* Work to do
Reproduce every record below exactly as written, but leave out any pictures.

START The records

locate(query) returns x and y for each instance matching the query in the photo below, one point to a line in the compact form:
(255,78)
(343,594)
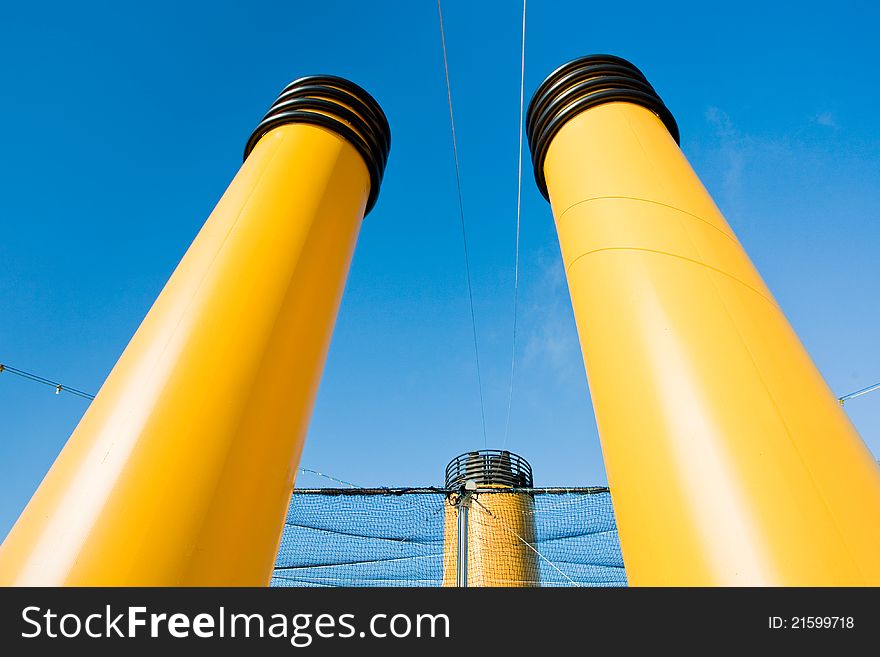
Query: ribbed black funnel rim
(579,85)
(339,105)
(489,467)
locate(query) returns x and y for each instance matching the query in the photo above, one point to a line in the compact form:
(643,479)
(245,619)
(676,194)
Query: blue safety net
(395,537)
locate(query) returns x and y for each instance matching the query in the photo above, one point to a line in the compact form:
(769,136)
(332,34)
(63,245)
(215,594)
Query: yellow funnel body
(180,471)
(499,526)
(492,489)
(729,460)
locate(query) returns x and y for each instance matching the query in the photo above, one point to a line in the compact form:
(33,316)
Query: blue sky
(121,125)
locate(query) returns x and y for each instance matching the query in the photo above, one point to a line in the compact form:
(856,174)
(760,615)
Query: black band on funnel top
(576,87)
(338,105)
(489,467)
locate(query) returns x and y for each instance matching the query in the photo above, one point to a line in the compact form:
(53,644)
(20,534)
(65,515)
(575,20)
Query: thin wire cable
(461,215)
(859,393)
(522,88)
(59,388)
(321,474)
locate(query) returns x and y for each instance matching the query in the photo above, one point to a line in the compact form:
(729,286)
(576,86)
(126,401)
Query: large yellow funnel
(494,544)
(729,460)
(180,471)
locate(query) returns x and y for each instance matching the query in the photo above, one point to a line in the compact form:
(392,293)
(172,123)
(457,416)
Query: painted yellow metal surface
(180,471)
(499,525)
(729,460)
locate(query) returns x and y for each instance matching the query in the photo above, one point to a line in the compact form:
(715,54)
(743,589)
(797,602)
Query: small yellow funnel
(496,518)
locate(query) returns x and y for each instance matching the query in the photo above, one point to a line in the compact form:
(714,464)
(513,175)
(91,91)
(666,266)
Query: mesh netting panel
(408,537)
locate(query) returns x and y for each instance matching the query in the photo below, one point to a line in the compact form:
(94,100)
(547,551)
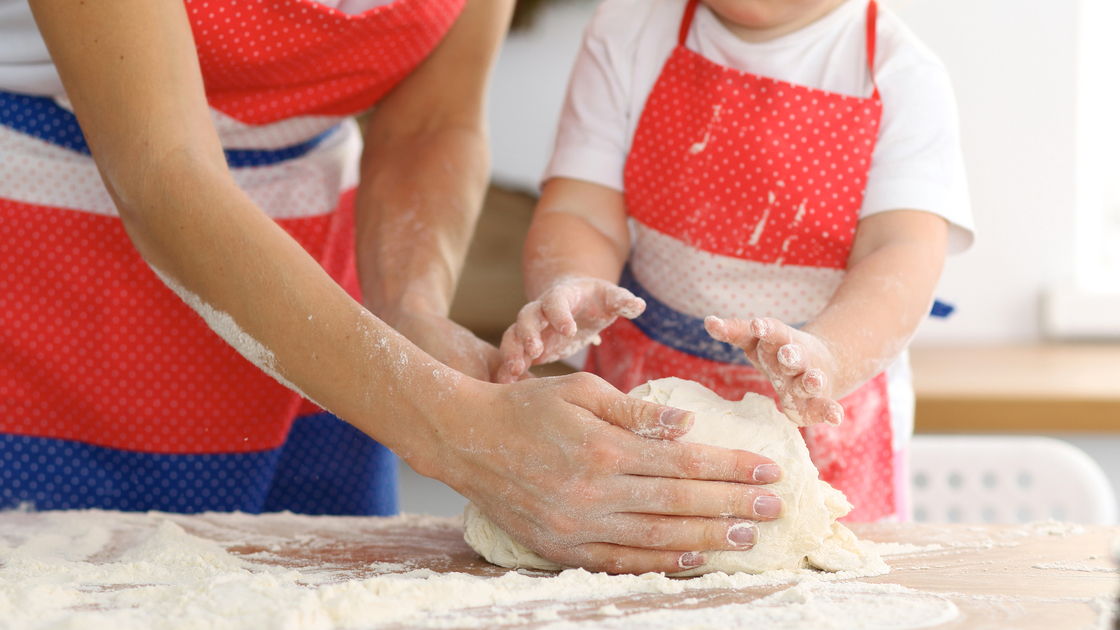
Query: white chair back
(1006,479)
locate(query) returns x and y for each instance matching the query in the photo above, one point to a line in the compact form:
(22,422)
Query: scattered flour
(808,534)
(1076,566)
(113,571)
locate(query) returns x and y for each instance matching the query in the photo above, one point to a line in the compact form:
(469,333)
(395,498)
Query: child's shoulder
(901,49)
(630,20)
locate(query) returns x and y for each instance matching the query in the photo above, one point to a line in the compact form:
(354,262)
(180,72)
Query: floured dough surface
(805,536)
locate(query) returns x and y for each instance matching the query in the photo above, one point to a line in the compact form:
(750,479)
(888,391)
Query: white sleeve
(917,161)
(591,139)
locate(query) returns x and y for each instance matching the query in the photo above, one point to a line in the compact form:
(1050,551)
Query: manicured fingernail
(767,506)
(675,418)
(767,473)
(690,559)
(758,327)
(790,355)
(743,534)
(813,381)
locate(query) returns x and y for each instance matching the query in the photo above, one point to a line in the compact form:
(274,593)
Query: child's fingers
(824,410)
(812,382)
(793,358)
(556,308)
(531,321)
(735,332)
(771,331)
(623,303)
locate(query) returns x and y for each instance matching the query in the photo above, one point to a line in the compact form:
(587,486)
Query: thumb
(647,419)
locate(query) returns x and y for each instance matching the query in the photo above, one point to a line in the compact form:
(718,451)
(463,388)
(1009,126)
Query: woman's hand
(800,366)
(588,476)
(563,320)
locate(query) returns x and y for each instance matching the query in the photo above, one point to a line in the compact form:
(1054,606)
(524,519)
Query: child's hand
(562,321)
(798,363)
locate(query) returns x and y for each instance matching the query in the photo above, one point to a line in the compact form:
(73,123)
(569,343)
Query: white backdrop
(1014,65)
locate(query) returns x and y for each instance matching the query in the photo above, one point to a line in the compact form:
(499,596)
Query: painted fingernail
(675,418)
(767,506)
(813,381)
(758,327)
(690,559)
(790,355)
(743,534)
(767,473)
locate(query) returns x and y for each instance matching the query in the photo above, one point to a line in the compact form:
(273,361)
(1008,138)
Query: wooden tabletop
(1041,388)
(1041,575)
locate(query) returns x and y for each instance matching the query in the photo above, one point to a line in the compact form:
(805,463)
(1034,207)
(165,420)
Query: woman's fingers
(683,460)
(690,498)
(646,419)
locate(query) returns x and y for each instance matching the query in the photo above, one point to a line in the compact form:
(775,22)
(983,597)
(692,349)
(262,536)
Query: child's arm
(575,252)
(893,269)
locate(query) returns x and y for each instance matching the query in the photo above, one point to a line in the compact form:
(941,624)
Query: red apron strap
(873,11)
(687,21)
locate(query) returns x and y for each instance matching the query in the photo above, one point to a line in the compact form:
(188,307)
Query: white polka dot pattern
(699,283)
(40,173)
(745,193)
(264,62)
(750,167)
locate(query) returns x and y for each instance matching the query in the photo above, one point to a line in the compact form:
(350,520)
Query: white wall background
(1014,65)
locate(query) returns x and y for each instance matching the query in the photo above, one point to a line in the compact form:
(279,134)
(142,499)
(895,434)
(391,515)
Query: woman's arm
(893,269)
(425,173)
(537,456)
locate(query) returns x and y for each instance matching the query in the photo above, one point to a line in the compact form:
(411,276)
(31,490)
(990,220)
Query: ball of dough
(806,535)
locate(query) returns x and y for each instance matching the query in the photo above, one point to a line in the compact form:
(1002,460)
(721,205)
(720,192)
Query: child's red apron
(734,170)
(98,358)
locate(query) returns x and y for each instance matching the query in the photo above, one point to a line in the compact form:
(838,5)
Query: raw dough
(805,536)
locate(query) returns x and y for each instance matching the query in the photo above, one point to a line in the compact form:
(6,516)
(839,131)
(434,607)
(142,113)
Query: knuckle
(604,454)
(563,528)
(659,534)
(691,463)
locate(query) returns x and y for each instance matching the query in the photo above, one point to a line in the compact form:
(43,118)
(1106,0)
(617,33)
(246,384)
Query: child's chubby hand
(565,318)
(800,366)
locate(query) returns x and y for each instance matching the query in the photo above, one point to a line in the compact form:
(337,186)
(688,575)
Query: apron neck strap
(690,10)
(873,11)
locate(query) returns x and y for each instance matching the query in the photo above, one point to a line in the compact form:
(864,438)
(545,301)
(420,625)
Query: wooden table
(1042,388)
(1041,575)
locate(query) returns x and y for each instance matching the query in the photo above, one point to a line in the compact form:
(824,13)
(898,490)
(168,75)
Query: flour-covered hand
(799,366)
(563,320)
(588,476)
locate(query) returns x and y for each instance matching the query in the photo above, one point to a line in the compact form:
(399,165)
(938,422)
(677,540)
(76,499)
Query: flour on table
(806,536)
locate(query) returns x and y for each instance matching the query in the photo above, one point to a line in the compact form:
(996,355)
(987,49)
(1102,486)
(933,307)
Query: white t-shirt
(916,164)
(26,66)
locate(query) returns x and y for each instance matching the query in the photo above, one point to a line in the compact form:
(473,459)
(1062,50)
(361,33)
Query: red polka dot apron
(113,392)
(744,194)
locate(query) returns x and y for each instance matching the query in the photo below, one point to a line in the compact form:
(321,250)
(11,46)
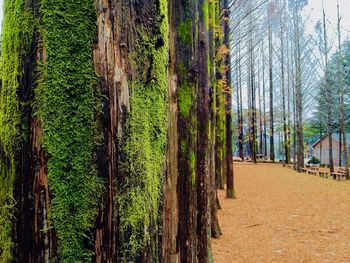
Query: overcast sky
(314,13)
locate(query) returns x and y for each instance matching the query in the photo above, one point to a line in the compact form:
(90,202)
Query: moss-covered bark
(89,170)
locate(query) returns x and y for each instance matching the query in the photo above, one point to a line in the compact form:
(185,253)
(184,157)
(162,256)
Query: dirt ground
(283,216)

END The records

* Correct output
locate(query) returns x and y for each instance matching the query in the photo below, one point to a line in the compact form:
(255,78)
(343,594)
Query: ribbed black funnel rim
(579,85)
(339,105)
(489,467)
locate(query) returns x and y for each instance matching the query in the photo above, one point to a line in the compact form:
(643,479)
(245,619)
(676,194)
Query: blue safety net
(395,537)
locate(query) returns x and y for each instance matching the query in the photo above, one point to a line in the compact form:
(769,136)
(332,34)
(63,245)
(215,594)
Query: yellow funnel body
(180,471)
(499,526)
(492,489)
(729,460)
locate(query) returns x and y for each instance matching the query in the photo above, one point to a line in the compact form:
(33,316)
Query: blue sky
(121,125)
locate(query) returns x and y for each instance matching the query in the photo above, one point to a line in the compact form:
(856,174)
(760,615)
Query: black band on funnel top
(576,87)
(338,105)
(489,467)
locate(query) returns x and y for each instance matching the query in the photo above, one point to a line in the compact form:
(53,644)
(20,534)
(65,515)
(575,20)
Query: thin wire cable
(461,215)
(859,393)
(522,88)
(59,388)
(321,474)
locate(query) returns x and y for each instance matching the query in the photo above, one point to a line in the compact form:
(729,286)
(576,86)
(126,401)
Query: large yellow funnel
(494,544)
(729,460)
(180,471)
locate(query) returns x and y for each instance matching the query in the photo above, one point to a line in the compact form:
(392,293)
(172,123)
(457,416)
Query: painted yellow metal surface
(180,471)
(499,525)
(729,460)
locate(query) returns x and y for each instance matching the query in the photo above, one point to a line in the compact form:
(715,54)
(743,589)
(797,602)
Query: small yellow funnel
(496,518)
locate(query) returns x and y for each instance matching the query in the photo above, one point to a line in the compact form:
(714,464)
(513,175)
(91,91)
(666,266)
Query: mesh netting panel
(408,537)
locate(query) returns x and y for each instance matching the query in the photo below, one point to a line in the compact form:
(94,100)
(547,551)
Query: white chair back
(1006,479)
locate(query) returns x and y for each instance matching the query in the photo above, one point to a line in the compact form:
(22,422)
Query: scattered flour
(808,534)
(1076,566)
(113,571)
locate(query) returns x and y for each instance matching the query in the photo above, one point to a line in the compact form:
(469,333)
(395,498)
Query: child's shoulder
(901,49)
(630,20)
locate(query) returns x and y for each instance matching the query in the photo above, one point to a line in the compact form:
(354,262)
(180,72)
Query: floured dough surface
(805,536)
locate(query) returns x and y for each instance matching the query in the photo above, one point to a line in the compact form:
(750,479)
(888,391)
Query: white sleeve
(917,161)
(591,139)
locate(query) returns x and y for each instance matching the query in the photo above, one point to a line in the compact form:
(1050,551)
Query: manicured fingernail
(767,506)
(675,418)
(767,473)
(690,559)
(758,327)
(790,355)
(743,534)
(813,381)
locate(query) returns x and y for each instance matching the query in the photo above, one point to a line in the compact form:
(274,593)
Query: child's fingers
(824,410)
(812,382)
(793,358)
(556,308)
(531,321)
(735,332)
(771,331)
(623,303)
locate(query) returns x and y for each instance matching the query in the photo above, one point to a line in the compact form:
(587,486)
Query: thumb
(647,419)
locate(query) returns x and y for each instance matching the query in the photo above, one point to a line in the compact form:
(718,451)
(463,388)
(1009,126)
Query: woman's hand
(800,366)
(588,476)
(563,320)
locate(query) returns x and y for each instance matching the query in the photo above, one point to a line in the compact form:
(1054,606)
(524,519)
Query: child's hand
(562,321)
(798,363)
locate(query) returns x and y for each instance matching the query in the photo above, one point to a line in the compact form:
(73,123)
(569,343)
Query: white backdrop
(1014,65)
locate(query) returns x and y for each instance matching the query in the photo above, one point to a line in the compact form:
(499,596)
Query: painted fingernail
(675,418)
(767,506)
(813,381)
(758,327)
(690,559)
(790,355)
(743,534)
(767,473)
locate(query) returns x and y for each instance matching the query in the photo above, one point to a line in the compact form:
(273,361)
(1008,138)
Query: wooden tabletop
(1041,388)
(1041,575)
locate(query) returns x and y for each instance matching the query in the photo above, one point to a line in the compact form:
(805,463)
(1034,207)
(165,420)
Query: woman's fingers
(683,460)
(690,498)
(646,419)
locate(query) returns x and y for each instance matching the query in the photo above, one point to a line in the compact form:
(775,22)
(983,597)
(692,349)
(262,536)
Query: child's arm
(575,252)
(893,269)
locate(query) returns x and y for each instance matching the query in the photo above, one point to a line in the compact form:
(941,624)
Query: red apron strap
(873,11)
(687,21)
locate(query) returns x and y for each instance matching the query in the photo above, one point to a line in the compact form:
(188,307)
Query: white polka dot pattern
(699,283)
(40,173)
(745,193)
(264,62)
(750,167)
locate(query) returns x and y for each instance matching the query in the photo above, one point to a line in the compact form:
(350,520)
Query: white wall background
(1014,65)
locate(query) returns x and y for each instance matching the query in the photo above, one point to a line in the compact form:
(279,134)
(142,499)
(895,434)
(391,515)
Query: woman's arm
(893,269)
(425,173)
(537,456)
locate(query) returns x and y for each instance matching the query in the photo above, one point to a line in the compact form:
(411,276)
(31,490)
(990,220)
Query: ball of dough
(806,535)
locate(query) returns x and y for each instance matching the query in the photo above, one point to a line in the compact form:
(1002,460)
(721,205)
(720,192)
Query: child's red apron
(734,170)
(98,358)
locate(query) returns x and y for each instance matching the query in the photo above, one point to a line in the compact form:
(838,5)
Query: raw dough
(805,536)
locate(query) returns x and y for each instance matching the query in the photo above, one point to a line in the compact form:
(6,516)
(839,131)
(434,607)
(142,113)
Query: knuckle
(604,454)
(563,528)
(659,534)
(691,463)
locate(query) returns x and y for each instance matching the query in the photo above, one point to a line in the compact form:
(43,118)
(1106,0)
(617,33)
(246,384)
Query: child's chubby hand
(565,318)
(800,366)
locate(query) returns x and y for each instance matching the query in the photo above, one point to a line in the compact form:
(337,186)
(688,575)
Query: apron neck strap
(690,10)
(873,11)
locate(query) returns x and y for each instance matching the query in the photo above, one point to a line in the compact form:
(864,438)
(545,301)
(420,625)
Query: wooden table
(1042,388)
(1041,575)
locate(query) returns x and y for each instance matching the query in the photo above, one point to a line in the compact form:
(824,13)
(898,490)
(168,75)
Query: flour-covered hand
(799,366)
(563,320)
(588,476)
locate(query) returns x and y for each instance matching the query in the photo above, one point to a line in the compact form:
(399,165)
(938,422)
(677,540)
(76,499)
Query: flour on table
(806,536)
locate(query) returns x and y for each instance matching the query in the photo above, one point to a line in the compact form:
(996,355)
(987,49)
(1102,486)
(933,307)
Query: white t-shirt
(916,164)
(26,66)
locate(query) returns x and y for each instance matching the query in the photo above, one point to a line in the compact form:
(473,459)
(1062,50)
(361,33)
Query: red polka dot apron
(113,392)
(744,194)
locate(query) returns x and y for each instance matching the query in the photo below, one point to a line in the compact form:
(321,250)
(11,46)
Query: overcast sky
(314,13)
locate(query) returns x and y for each instance matching the query in the photo above, one point to a line in the compact form:
(90,202)
Query: moss-covered bark
(89,170)
locate(query) returns x and y for each instance matching the query in the photo above, one point to a line in the compact form:
(185,253)
(184,157)
(162,256)
Query: dirt ground
(283,216)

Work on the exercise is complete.